Records for processing:

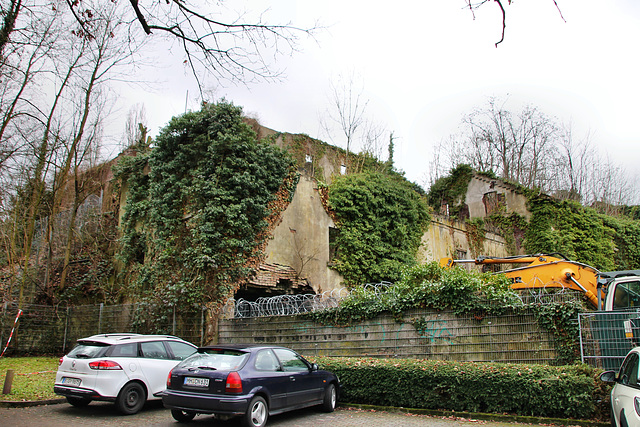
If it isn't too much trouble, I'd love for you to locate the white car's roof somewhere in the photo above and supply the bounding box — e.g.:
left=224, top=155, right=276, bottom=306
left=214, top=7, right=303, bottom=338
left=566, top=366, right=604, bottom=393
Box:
left=78, top=333, right=186, bottom=344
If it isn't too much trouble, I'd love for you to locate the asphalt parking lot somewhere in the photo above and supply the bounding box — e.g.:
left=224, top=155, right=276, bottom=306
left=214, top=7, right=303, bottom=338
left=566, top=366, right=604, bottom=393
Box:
left=0, top=402, right=600, bottom=427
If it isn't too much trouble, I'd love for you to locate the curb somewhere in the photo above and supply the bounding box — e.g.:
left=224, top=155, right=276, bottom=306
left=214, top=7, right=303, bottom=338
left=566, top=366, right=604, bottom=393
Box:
left=338, top=403, right=611, bottom=427
left=0, top=398, right=611, bottom=427
left=0, top=398, right=67, bottom=408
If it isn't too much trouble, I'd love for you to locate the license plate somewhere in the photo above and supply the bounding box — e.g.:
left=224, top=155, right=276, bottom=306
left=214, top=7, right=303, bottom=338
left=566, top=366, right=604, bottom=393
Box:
left=184, top=377, right=209, bottom=387
left=62, top=377, right=82, bottom=387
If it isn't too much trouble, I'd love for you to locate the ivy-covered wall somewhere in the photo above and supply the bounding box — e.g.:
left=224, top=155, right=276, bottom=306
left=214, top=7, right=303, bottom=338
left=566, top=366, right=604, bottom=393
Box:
left=429, top=165, right=640, bottom=271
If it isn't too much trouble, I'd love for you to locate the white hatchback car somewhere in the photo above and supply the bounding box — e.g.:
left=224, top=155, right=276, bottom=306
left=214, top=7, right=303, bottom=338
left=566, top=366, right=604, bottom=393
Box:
left=600, top=347, right=640, bottom=427
left=53, top=334, right=198, bottom=415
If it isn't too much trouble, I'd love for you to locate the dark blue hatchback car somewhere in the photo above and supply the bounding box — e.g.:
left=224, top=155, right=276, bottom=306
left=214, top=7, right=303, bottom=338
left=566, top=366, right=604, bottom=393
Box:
left=162, top=344, right=340, bottom=427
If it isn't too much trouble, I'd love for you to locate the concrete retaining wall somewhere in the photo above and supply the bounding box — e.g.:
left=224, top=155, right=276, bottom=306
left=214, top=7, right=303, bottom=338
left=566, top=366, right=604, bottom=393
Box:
left=218, top=310, right=556, bottom=363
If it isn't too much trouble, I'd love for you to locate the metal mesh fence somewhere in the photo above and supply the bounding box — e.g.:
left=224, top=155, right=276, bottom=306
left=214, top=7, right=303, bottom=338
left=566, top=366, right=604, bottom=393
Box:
left=578, top=311, right=640, bottom=371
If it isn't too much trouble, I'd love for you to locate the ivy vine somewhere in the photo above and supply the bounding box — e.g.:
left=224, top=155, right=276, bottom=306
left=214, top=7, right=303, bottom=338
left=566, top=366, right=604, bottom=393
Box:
left=116, top=101, right=297, bottom=307
left=328, top=172, right=429, bottom=286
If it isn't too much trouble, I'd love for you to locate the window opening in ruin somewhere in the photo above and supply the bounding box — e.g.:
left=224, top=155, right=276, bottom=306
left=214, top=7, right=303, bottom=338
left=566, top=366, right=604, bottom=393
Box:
left=329, top=227, right=340, bottom=263
left=482, top=191, right=507, bottom=215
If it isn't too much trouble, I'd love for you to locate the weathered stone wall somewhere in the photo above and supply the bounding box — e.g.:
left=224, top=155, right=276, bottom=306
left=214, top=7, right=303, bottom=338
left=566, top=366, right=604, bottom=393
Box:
left=218, top=310, right=556, bottom=363
left=418, top=219, right=513, bottom=263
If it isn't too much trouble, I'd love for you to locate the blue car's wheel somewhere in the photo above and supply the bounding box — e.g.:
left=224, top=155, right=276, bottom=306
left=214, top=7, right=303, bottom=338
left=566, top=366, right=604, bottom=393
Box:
left=322, top=384, right=338, bottom=412
left=242, top=396, right=269, bottom=427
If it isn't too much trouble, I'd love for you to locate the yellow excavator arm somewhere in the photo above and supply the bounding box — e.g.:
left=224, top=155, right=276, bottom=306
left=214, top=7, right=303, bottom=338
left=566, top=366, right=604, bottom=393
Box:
left=440, top=254, right=602, bottom=308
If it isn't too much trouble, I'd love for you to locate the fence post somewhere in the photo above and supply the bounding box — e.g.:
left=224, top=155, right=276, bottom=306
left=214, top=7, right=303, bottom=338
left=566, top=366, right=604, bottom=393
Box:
left=200, top=307, right=207, bottom=347
left=578, top=314, right=584, bottom=363
left=98, top=302, right=104, bottom=333
left=62, top=306, right=69, bottom=354
left=171, top=305, right=176, bottom=336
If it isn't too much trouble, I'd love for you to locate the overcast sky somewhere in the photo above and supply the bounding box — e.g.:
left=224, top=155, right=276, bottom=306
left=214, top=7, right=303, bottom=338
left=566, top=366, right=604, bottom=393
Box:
left=115, top=0, right=640, bottom=191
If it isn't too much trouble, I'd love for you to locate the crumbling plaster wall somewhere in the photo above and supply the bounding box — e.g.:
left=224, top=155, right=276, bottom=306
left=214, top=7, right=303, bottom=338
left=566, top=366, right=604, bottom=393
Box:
left=418, top=215, right=512, bottom=263
left=465, top=174, right=531, bottom=220
left=266, top=173, right=342, bottom=293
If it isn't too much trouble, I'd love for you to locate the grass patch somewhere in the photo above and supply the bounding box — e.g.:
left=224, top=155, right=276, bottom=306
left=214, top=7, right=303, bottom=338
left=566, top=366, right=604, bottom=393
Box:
left=0, top=357, right=60, bottom=402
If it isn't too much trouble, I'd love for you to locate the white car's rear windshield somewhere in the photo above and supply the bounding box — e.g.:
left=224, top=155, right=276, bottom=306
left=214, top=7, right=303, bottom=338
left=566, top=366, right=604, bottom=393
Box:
left=67, top=342, right=110, bottom=359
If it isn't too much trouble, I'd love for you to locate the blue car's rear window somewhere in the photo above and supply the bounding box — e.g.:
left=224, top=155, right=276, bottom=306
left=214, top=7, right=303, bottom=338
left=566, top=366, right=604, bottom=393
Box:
left=178, top=349, right=249, bottom=371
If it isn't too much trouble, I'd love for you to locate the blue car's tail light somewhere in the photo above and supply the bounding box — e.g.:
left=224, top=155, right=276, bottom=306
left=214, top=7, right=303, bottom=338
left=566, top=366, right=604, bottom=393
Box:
left=224, top=371, right=242, bottom=394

Request: Reproduce, without alteration, the lines of the entries from the line containing "blue car's rear" to the line containing "left=178, top=349, right=249, bottom=371", including both of those lines.

Solution for this task:
If it isn't too much trouble, I'd love for you to locate the blue car's rear window somewhere in the photo above and supply the bounding box — e.g.:
left=224, top=155, right=276, bottom=306
left=214, top=7, right=303, bottom=338
left=566, top=366, right=604, bottom=393
Box:
left=178, top=349, right=249, bottom=371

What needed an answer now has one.